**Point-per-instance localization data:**
§ §

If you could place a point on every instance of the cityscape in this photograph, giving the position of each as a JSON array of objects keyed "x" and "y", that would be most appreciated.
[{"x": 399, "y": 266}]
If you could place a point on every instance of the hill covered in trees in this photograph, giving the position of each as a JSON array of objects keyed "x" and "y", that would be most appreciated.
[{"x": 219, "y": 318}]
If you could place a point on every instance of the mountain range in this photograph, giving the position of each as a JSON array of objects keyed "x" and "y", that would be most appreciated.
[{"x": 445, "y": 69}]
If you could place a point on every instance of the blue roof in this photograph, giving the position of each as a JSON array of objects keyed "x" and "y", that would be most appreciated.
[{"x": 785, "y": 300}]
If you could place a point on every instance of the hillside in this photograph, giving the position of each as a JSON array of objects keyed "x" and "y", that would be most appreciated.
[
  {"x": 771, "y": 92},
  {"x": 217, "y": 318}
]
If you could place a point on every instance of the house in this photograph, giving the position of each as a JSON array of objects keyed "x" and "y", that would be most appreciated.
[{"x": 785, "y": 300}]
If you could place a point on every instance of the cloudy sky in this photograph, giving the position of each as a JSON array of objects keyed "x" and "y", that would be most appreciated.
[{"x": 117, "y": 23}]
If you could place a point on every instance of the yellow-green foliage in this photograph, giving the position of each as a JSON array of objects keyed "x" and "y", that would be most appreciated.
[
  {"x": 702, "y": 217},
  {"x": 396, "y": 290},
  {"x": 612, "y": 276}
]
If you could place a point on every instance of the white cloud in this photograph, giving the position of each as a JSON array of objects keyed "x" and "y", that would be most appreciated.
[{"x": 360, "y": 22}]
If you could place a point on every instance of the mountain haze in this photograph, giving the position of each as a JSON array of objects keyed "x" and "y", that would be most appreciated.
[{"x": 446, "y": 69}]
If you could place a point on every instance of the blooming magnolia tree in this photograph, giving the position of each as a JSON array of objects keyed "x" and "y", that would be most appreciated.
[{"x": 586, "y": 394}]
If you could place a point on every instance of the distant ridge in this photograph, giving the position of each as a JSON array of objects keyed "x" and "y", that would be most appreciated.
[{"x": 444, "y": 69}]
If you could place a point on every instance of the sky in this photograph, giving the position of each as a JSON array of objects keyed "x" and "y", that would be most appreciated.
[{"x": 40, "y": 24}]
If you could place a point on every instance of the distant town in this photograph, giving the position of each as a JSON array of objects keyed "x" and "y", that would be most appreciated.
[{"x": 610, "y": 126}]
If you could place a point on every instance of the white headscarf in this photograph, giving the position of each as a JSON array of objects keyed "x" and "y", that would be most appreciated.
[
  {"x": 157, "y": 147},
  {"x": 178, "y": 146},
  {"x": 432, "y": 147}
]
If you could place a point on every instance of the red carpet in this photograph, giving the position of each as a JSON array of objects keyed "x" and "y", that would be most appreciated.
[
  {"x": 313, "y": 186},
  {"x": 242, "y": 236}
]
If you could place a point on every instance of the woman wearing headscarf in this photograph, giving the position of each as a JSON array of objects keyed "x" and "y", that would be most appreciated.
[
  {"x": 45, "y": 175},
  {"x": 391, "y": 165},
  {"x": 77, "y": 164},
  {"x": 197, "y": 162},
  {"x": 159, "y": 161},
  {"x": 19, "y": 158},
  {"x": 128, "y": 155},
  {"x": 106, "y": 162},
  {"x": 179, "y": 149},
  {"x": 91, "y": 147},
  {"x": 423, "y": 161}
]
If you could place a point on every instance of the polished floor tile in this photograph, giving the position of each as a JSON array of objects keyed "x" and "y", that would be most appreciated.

§ §

**AIM OF THE EXERCISE:**
Write out each line exactly, as it is shown above.

**ANSWER TO THIS TASK:**
If you could place a point on every instance of the cityscape in this photograph, giving the position of each as a JSON array of objects keyed "x" and "y", that would be most appreciated.
[{"x": 399, "y": 266}]
If you could place a point on every instance of the hill covered in trees in this photograph, giving the position of each as a JSON array of objects keyed "x" and "y", that would be most appreciated.
[{"x": 219, "y": 318}]
If you could place a point on every instance of the mountain range in this photograph, giving the position of each as a JSON array of objects keyed "x" and "y", that would be most appreciated.
[{"x": 445, "y": 69}]
If you could place a point on every instance of the blue roof in this photograph, giving the position of each as a JSON array of objects keyed "x" and "y", that would be most appreciated.
[{"x": 785, "y": 300}]
If you could place a point on every instance of the hillside in this photograph, giving the position of each as a JSON array of objects keyed "x" and "y", that would be most appreciated.
[
  {"x": 771, "y": 92},
  {"x": 217, "y": 318}
]
If you could place a point on every instance of the house in this photograph, giving the position of each as a JSON array of objects keyed "x" and "y", that would be most appreciated.
[{"x": 785, "y": 300}]
If you could place a point on every instance of the cloudy sky in this photograph, giving the position of each as a JSON array of objects keyed "x" and "y", that would be most appreciated.
[{"x": 117, "y": 23}]
If you could place a point on every instance of the yellow-green foliage in this photograph, giving the position of each as a JSON array of objects keyed "x" and "y", that would be most appreciated.
[
  {"x": 702, "y": 217},
  {"x": 396, "y": 290},
  {"x": 612, "y": 276}
]
If you could place a point on every instance of the white cloud in this photograph, giving the position of each as a JSON array of objects keyed "x" and "y", that would be most appreciated.
[{"x": 360, "y": 22}]
If you could place a point on every instance of the mountain haze in this photograph, giving the position of each as a JSON array of objects keyed "x" and "y", that would be most appreciated.
[{"x": 446, "y": 69}]
If you could place a point on every instance of the blooming magnolia tree in this photograph, giving the position of each as a JSON array of objects keyed "x" and "y", that would be most appreciated.
[{"x": 586, "y": 394}]
If you could place a point on every instance of the distant ridge in this photograph, giving the position of each as a JSON array of objects keyed "x" and "y", that would be most appreciated.
[{"x": 444, "y": 69}]
If you could place a point on every instance of the sky in this photograph, giving the position of each as a JSON array of objects keyed "x" and "y", that would be most appreciated.
[{"x": 40, "y": 24}]
If you could place a point on every instance of the distant town in this photograph, giving the position of each as a JSON array of objects keyed "x" and "y", that would be most appreciated.
[{"x": 610, "y": 126}]
If you could place a point on every instance of the white headscarf in this photograph, giving the position of each as a JSON array of objects keyed "x" and "y", that would be most appreciated.
[
  {"x": 157, "y": 147},
  {"x": 178, "y": 146},
  {"x": 432, "y": 147}
]
If you could place a point on every instance of the red carpet in this photograph, giving the position of each as a JSON array of objects keyed "x" and "y", that would be most appreciated.
[
  {"x": 313, "y": 186},
  {"x": 242, "y": 236}
]
If you could place a point on every instance of the woman wearing headscarf in this photograph, giving the position of each as a JSON array of objects keyed "x" and "y", that would be most appreciated.
[
  {"x": 45, "y": 175},
  {"x": 391, "y": 165},
  {"x": 77, "y": 164},
  {"x": 197, "y": 162},
  {"x": 159, "y": 161},
  {"x": 19, "y": 158},
  {"x": 128, "y": 155},
  {"x": 106, "y": 162},
  {"x": 179, "y": 149},
  {"x": 91, "y": 147},
  {"x": 423, "y": 161}
]
If you could place a point on every instance of the polished floor tile in this photograph, giving the position of each as a JSON array of objects keyed "x" and "y", that would be most appreciated.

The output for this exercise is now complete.